● Information supplied
------------

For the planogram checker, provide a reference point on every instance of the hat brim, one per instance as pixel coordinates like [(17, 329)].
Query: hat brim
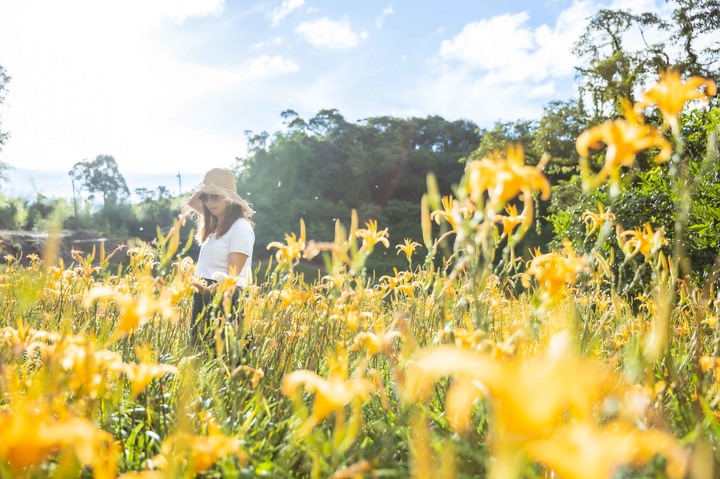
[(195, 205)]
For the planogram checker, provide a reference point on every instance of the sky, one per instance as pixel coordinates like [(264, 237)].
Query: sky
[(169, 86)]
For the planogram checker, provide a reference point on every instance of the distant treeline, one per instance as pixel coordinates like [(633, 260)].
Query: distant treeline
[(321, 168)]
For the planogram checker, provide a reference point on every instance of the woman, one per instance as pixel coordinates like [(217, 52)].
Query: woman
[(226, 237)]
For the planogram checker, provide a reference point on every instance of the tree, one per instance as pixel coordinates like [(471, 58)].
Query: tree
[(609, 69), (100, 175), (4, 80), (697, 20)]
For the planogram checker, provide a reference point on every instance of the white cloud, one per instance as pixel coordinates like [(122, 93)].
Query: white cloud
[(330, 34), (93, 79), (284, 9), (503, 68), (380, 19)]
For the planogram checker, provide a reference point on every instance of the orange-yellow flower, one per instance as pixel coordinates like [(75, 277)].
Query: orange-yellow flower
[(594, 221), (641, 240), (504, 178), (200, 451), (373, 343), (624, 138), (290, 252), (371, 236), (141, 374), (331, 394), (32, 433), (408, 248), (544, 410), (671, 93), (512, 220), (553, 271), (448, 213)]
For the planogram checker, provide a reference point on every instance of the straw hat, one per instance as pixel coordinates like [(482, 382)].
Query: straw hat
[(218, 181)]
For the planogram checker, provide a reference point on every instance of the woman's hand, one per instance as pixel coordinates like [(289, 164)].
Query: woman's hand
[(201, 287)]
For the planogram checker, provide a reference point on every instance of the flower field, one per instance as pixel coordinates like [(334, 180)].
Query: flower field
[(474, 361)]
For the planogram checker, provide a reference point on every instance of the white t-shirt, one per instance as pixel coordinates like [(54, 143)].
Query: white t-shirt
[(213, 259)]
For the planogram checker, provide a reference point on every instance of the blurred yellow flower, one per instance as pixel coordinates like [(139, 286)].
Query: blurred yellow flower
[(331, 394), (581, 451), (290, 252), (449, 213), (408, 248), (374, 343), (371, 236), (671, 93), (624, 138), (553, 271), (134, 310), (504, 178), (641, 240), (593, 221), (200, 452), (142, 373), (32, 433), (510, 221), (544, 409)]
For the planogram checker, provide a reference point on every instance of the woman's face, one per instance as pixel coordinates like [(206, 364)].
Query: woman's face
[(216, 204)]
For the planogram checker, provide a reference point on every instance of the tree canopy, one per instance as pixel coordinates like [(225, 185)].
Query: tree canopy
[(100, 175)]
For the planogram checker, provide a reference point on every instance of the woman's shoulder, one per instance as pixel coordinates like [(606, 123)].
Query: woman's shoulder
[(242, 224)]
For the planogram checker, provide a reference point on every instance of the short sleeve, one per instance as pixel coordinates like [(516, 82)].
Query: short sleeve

------------

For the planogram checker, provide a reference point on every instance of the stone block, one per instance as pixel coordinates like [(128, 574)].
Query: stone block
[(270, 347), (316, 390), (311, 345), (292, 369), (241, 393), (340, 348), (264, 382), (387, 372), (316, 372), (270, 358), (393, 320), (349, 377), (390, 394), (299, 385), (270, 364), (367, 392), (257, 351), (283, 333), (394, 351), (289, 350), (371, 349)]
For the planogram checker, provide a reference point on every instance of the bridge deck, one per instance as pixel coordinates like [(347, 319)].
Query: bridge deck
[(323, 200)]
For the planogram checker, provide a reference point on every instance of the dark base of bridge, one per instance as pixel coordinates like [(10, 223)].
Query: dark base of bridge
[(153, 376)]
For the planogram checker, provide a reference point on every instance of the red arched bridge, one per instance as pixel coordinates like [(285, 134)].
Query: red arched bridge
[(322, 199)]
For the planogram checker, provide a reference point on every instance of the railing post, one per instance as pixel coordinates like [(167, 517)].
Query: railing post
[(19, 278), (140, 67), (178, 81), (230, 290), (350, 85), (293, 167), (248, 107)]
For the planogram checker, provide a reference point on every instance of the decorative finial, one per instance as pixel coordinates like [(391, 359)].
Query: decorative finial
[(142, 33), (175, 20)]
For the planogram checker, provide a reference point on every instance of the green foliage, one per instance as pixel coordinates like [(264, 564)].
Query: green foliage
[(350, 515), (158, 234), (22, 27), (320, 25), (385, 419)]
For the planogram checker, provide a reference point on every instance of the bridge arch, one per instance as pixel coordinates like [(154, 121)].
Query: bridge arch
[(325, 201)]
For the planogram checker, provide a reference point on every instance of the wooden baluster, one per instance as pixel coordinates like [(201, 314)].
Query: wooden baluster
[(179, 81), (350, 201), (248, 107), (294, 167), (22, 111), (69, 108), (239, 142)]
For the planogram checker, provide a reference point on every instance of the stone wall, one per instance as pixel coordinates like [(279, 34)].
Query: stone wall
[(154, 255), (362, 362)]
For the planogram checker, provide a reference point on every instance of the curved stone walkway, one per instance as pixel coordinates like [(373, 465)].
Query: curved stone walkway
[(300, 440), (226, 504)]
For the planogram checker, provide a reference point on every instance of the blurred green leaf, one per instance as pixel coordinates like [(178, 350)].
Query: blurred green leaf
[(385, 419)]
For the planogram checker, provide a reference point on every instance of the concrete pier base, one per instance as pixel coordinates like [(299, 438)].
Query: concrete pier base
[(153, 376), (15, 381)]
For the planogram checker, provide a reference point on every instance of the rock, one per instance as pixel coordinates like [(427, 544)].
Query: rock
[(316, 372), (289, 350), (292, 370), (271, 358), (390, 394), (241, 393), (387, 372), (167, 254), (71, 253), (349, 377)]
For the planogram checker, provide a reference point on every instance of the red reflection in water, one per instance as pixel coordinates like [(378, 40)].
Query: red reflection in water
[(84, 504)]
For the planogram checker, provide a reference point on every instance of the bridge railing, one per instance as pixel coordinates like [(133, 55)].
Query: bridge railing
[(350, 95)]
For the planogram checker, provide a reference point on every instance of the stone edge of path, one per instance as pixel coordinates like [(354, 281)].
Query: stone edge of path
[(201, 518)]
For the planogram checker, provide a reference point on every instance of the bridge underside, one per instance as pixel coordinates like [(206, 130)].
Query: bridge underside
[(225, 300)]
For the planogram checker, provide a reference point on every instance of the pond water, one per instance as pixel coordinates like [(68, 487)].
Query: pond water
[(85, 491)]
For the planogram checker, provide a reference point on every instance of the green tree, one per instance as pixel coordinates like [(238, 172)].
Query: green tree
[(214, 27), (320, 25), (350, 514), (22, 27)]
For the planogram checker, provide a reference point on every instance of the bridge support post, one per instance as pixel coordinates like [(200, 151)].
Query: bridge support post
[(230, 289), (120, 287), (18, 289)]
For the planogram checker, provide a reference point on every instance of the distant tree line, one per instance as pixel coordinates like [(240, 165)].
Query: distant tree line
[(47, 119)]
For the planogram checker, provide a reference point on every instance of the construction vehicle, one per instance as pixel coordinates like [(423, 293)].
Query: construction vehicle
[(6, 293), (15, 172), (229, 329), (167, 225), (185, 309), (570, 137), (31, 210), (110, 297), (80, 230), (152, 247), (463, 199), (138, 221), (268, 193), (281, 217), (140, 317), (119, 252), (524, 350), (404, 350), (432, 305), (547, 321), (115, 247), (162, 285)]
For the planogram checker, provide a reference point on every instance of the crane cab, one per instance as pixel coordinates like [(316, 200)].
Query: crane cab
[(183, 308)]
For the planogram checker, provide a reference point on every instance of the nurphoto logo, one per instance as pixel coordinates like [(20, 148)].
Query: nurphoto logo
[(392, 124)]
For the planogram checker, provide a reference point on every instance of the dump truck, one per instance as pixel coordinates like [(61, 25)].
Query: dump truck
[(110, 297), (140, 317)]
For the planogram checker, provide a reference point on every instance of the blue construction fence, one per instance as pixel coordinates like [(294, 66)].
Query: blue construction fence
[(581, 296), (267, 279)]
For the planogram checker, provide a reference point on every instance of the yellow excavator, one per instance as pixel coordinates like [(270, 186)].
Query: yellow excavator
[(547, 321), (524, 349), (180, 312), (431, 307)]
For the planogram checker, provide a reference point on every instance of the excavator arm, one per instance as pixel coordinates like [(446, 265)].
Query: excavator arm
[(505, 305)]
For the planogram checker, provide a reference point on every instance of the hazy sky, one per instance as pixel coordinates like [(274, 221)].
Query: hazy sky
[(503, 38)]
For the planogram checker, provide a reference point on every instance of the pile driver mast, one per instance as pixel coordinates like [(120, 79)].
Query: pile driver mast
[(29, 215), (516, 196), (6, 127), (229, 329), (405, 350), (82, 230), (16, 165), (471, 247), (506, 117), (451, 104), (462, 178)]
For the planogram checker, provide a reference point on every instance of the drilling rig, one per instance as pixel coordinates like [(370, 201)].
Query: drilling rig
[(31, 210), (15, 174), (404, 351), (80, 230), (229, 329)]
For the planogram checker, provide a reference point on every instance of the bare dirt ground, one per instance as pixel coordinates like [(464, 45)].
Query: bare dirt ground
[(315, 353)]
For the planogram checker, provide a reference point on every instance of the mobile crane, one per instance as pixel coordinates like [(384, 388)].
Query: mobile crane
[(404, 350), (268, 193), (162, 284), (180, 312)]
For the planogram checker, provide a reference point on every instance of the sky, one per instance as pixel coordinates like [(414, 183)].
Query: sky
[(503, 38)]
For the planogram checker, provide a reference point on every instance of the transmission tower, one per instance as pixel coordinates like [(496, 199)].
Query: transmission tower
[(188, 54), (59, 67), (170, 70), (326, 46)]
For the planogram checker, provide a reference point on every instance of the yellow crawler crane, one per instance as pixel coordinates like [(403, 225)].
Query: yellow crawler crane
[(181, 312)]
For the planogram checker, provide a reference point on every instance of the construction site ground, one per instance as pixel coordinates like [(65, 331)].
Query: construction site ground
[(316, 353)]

------------

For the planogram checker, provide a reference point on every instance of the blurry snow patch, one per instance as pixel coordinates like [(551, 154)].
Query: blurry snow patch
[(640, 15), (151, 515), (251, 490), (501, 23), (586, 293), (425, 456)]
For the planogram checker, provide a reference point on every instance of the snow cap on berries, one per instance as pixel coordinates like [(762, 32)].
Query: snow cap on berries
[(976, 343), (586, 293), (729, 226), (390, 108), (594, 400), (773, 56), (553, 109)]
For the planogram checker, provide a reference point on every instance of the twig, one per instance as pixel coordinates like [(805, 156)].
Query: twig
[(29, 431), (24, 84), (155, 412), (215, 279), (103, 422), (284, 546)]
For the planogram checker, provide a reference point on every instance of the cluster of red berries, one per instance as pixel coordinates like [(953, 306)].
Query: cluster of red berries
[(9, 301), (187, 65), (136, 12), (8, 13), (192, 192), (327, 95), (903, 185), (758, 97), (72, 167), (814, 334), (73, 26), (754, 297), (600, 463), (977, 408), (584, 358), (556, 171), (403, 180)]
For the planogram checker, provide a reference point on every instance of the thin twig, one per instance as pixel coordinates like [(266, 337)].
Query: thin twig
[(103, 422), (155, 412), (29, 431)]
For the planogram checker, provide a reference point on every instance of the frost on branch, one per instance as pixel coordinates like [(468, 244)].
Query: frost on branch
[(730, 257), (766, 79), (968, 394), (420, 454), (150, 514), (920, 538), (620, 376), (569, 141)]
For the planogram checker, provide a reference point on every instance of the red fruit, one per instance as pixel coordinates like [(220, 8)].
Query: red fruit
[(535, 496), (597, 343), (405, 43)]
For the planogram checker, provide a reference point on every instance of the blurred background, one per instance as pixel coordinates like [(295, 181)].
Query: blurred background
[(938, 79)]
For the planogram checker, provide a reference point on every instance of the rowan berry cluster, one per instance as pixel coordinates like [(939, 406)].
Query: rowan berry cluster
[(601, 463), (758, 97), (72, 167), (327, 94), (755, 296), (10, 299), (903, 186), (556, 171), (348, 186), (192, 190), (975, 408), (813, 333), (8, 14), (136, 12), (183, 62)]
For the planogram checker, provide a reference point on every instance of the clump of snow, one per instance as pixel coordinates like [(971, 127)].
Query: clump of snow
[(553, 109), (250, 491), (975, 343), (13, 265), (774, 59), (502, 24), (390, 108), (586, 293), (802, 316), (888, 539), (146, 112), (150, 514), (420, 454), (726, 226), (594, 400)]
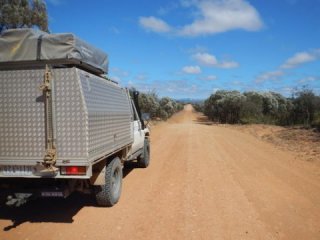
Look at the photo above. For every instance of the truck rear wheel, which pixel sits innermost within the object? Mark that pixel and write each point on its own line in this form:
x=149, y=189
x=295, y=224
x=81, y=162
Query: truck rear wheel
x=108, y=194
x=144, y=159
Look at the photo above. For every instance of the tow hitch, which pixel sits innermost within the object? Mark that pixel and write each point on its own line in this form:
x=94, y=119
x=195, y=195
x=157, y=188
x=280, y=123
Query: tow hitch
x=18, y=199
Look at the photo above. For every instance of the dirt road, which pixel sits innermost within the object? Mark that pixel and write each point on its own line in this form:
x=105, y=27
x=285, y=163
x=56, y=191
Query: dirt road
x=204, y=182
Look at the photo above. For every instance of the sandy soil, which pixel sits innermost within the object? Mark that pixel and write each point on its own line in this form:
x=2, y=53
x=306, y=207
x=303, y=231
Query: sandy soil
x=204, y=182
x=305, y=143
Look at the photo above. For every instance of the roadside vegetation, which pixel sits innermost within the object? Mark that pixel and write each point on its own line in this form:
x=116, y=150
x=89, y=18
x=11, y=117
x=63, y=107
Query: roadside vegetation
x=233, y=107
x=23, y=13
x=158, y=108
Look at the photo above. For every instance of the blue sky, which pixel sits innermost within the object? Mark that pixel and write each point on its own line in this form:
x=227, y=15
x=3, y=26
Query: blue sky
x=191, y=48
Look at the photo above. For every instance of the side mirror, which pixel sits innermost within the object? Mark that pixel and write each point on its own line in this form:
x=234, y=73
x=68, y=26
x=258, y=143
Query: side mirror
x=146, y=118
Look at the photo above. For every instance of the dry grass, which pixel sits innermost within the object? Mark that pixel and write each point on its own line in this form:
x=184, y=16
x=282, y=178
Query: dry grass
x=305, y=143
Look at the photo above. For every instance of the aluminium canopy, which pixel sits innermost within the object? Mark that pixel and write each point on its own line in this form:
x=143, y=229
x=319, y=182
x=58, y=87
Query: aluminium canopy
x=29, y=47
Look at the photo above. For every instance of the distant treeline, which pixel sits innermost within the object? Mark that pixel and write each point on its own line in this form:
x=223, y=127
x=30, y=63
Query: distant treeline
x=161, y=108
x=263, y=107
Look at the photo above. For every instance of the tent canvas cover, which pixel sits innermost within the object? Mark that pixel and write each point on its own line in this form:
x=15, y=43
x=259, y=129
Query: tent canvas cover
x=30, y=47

------------

● What is expected
Repeat, word for word, the lines of the material above from the one holding "like [(17, 329)]." through the one holding "like [(217, 52)].". Leave out pictures.

● Task response
For the planogram checker, provide a reference point on every instance of the hat brim, one per instance as pixel coordinates like [(17, 329)].
Query: hat brim
[(195, 205)]
For the planogram checker, provide a reference point on every instance of the sky, one per instance as pixel coordinates like [(264, 237)].
Query: sky
[(169, 86)]
For the planogram checker, provide a reference point on every instance of the distant treeline, one per instance as pixel coordinates like [(633, 260)].
Query: distant treeline
[(321, 168)]
For the planogram checker, provide a reference point on every instance of the woman, one per instance as pixel coordinates like [(217, 52)].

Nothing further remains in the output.